§ **AIM OF THE EXERCISE**: Everything from the line containing "driveway, that would be wonderful." down to the last line of the entries below must be transcribed exactly, and nothing else.

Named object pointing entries
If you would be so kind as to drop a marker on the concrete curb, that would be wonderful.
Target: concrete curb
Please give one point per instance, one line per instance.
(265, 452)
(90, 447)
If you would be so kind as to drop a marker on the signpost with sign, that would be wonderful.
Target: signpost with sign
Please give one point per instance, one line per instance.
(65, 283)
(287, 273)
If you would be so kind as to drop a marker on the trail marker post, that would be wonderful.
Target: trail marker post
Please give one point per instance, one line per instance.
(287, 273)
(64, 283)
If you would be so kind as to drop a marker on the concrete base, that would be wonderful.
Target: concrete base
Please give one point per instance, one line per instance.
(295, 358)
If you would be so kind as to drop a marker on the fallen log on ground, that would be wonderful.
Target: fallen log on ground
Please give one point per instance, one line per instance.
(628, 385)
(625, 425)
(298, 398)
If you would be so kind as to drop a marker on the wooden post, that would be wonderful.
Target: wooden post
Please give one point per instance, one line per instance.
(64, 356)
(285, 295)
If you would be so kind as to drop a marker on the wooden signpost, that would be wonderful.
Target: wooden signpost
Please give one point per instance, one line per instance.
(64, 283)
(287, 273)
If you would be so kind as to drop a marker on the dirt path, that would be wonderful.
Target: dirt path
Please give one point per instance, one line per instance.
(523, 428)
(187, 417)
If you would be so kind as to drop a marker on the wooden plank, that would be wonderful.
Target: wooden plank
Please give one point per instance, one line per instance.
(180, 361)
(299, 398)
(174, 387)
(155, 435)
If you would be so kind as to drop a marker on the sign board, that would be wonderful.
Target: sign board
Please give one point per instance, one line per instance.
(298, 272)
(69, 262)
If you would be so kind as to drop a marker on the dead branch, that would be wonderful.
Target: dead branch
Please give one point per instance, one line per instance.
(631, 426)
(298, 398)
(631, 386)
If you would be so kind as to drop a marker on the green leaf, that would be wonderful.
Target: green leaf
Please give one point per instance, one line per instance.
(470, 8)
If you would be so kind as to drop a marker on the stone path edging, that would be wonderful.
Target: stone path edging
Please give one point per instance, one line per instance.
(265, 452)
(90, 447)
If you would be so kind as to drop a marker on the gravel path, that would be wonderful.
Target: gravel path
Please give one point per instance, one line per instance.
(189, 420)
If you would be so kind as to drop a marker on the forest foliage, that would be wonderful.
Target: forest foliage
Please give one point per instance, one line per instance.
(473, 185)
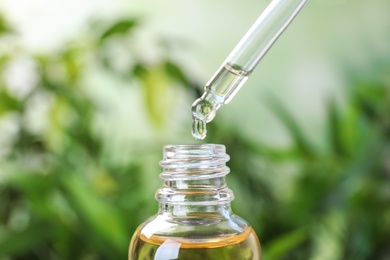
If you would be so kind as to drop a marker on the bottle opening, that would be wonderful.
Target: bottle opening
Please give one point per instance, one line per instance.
(194, 162)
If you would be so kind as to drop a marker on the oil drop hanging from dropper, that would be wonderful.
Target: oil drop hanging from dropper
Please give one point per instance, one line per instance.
(234, 71)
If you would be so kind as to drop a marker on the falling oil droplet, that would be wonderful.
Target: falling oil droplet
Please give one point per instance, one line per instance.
(199, 129)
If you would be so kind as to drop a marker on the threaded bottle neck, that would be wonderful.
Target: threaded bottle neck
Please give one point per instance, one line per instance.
(194, 175)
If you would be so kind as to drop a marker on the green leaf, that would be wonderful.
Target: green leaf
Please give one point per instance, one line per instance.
(283, 244)
(8, 103)
(334, 129)
(119, 28)
(4, 26)
(301, 141)
(22, 241)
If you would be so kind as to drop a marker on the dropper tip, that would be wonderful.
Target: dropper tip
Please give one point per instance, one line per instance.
(199, 129)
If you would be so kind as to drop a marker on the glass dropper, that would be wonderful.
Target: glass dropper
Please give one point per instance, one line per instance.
(235, 70)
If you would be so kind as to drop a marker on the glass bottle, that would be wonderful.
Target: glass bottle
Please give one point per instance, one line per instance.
(194, 219)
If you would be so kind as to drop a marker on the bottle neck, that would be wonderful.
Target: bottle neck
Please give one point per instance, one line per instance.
(194, 181)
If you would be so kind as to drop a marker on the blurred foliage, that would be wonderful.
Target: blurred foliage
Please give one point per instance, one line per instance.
(63, 197)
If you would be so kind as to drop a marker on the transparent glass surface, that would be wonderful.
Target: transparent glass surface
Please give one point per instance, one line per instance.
(194, 220)
(237, 67)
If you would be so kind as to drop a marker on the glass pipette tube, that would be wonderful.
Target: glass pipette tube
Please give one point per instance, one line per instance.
(234, 71)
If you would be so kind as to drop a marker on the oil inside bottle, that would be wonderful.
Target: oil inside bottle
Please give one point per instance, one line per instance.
(244, 246)
(218, 91)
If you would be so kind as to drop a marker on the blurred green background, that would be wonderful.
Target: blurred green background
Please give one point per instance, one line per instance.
(90, 92)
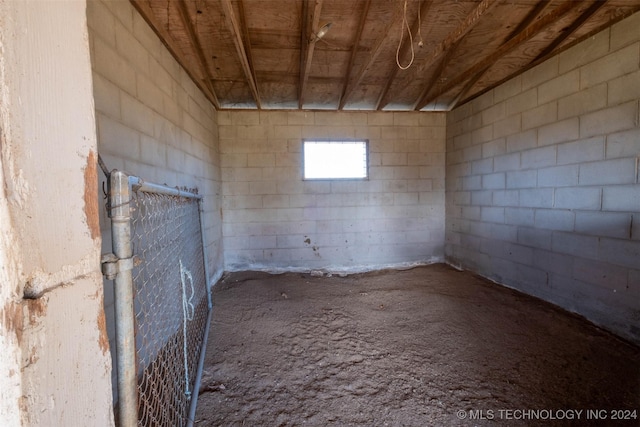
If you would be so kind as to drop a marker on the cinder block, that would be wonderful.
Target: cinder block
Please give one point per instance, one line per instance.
(539, 74)
(625, 32)
(559, 87)
(625, 198)
(379, 119)
(610, 120)
(537, 198)
(113, 67)
(235, 188)
(584, 150)
(538, 158)
(600, 273)
(554, 219)
(562, 131)
(481, 198)
(482, 166)
(578, 198)
(625, 253)
(506, 198)
(153, 152)
(118, 139)
(609, 224)
(410, 172)
(494, 148)
(471, 213)
(508, 89)
(101, 22)
(522, 179)
(394, 159)
(539, 116)
(508, 162)
(534, 237)
(609, 67)
(617, 171)
(261, 160)
(494, 181)
(492, 214)
(558, 176)
(553, 262)
(494, 113)
(472, 182)
(522, 141)
(107, 96)
(575, 244)
(585, 101)
(481, 135)
(623, 144)
(508, 126)
(589, 50)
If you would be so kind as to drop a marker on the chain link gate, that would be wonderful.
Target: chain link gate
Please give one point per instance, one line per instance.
(162, 301)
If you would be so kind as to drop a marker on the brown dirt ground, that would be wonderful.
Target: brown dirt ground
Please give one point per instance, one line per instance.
(406, 348)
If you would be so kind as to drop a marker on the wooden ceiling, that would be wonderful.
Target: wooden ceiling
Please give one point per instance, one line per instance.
(265, 54)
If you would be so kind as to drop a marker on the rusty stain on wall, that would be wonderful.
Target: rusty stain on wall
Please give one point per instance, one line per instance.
(12, 319)
(103, 339)
(91, 195)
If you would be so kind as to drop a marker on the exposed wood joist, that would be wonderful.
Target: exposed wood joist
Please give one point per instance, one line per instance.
(373, 55)
(385, 96)
(243, 56)
(204, 83)
(526, 34)
(540, 7)
(356, 45)
(597, 4)
(450, 43)
(309, 27)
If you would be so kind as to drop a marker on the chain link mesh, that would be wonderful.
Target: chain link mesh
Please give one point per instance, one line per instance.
(170, 302)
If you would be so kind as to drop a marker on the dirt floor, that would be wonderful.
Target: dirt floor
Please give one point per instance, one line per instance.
(429, 346)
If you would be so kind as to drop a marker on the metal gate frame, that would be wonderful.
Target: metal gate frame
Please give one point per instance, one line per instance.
(119, 266)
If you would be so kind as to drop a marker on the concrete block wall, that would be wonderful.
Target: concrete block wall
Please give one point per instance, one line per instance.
(274, 220)
(543, 190)
(152, 121)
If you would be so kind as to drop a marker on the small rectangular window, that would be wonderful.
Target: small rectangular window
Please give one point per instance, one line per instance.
(335, 159)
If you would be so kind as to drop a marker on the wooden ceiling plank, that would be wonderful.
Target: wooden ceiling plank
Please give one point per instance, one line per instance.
(526, 34)
(533, 14)
(203, 84)
(571, 29)
(373, 55)
(354, 50)
(309, 27)
(450, 44)
(237, 32)
(385, 96)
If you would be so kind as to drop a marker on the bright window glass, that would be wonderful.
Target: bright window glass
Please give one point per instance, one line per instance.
(335, 159)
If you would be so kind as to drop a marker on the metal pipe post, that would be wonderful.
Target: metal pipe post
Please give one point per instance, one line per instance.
(120, 199)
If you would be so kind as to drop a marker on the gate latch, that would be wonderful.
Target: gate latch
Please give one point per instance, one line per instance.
(112, 265)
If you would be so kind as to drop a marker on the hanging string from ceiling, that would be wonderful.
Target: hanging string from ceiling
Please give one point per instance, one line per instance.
(405, 24)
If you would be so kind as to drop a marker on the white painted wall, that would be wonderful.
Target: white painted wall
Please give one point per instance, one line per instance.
(273, 220)
(51, 298)
(152, 121)
(543, 191)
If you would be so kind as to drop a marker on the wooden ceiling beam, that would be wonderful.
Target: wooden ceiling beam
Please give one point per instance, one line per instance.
(309, 27)
(204, 83)
(373, 55)
(533, 14)
(526, 34)
(354, 50)
(385, 96)
(566, 33)
(451, 42)
(237, 32)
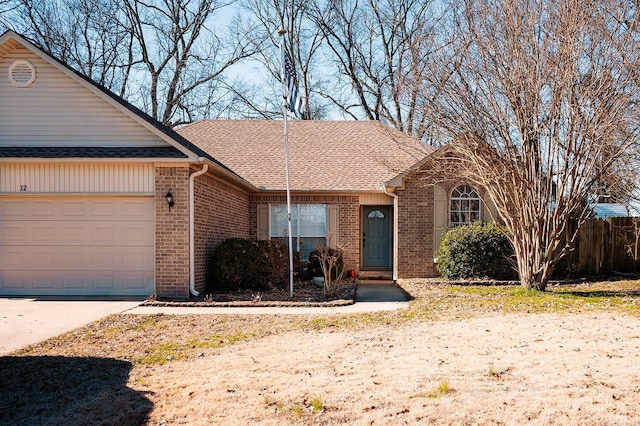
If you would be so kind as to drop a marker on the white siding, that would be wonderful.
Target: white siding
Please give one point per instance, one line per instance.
(76, 178)
(58, 111)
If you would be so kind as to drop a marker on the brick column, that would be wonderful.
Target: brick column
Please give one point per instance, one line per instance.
(172, 232)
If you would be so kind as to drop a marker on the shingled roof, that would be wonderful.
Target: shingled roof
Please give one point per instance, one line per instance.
(324, 155)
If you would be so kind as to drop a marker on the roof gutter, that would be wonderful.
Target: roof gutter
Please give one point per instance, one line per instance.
(395, 229)
(192, 261)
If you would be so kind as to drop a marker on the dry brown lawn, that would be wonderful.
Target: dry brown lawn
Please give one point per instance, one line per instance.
(458, 355)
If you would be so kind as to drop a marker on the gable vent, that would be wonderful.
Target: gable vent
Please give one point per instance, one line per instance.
(22, 73)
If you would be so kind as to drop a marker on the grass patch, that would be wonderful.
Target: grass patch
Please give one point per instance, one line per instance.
(160, 354)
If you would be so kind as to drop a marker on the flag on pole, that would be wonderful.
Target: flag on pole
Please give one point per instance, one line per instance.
(292, 97)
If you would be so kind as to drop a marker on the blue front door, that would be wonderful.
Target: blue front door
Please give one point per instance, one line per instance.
(376, 237)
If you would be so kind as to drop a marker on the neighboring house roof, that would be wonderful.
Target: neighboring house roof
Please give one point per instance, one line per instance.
(605, 210)
(11, 40)
(90, 152)
(324, 155)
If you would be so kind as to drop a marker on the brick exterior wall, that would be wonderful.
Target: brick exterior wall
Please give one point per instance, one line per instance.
(348, 219)
(221, 212)
(416, 249)
(172, 232)
(415, 230)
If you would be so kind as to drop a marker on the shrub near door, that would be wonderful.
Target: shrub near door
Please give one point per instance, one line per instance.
(475, 251)
(241, 264)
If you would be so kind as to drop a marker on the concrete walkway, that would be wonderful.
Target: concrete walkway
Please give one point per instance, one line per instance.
(25, 321)
(371, 296)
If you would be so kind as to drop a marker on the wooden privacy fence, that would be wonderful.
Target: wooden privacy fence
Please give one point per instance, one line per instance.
(606, 245)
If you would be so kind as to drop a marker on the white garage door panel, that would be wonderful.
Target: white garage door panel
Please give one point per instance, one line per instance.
(77, 245)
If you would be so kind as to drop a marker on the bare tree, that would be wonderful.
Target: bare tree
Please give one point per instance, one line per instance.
(381, 50)
(85, 34)
(6, 7)
(182, 56)
(302, 46)
(538, 106)
(166, 56)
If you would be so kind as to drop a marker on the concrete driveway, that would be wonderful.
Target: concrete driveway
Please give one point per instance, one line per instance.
(24, 321)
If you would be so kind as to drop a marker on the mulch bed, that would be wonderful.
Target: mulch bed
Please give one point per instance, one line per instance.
(305, 293)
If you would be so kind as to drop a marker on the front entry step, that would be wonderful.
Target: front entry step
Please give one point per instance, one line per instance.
(376, 275)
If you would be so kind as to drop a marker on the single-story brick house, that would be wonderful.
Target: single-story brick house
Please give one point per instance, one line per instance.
(85, 180)
(354, 184)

§ **THE OUTPUT**:
If you would be so kind as to drop a marker on the concrete driveway, that would be wonderful.
Target: concrete driveway
Please give one point per instance, one line per instance.
(24, 321)
If you would be so kind as to drop a marker on the mulch bed, that would be wonderful.
Target: mulch bed
Please give one point per instance, one line per instance.
(305, 293)
If you would be so kind as to drop a marker on the front entry step, that would be wonderful.
Target: front entry step
Please give one point per instance, one line per instance.
(376, 275)
If you would be so kind as to drop a marker on the single-story brick house, that would be wonderful.
Target: single-story brick house
Please give one point per instance, one line per instance.
(85, 180)
(354, 184)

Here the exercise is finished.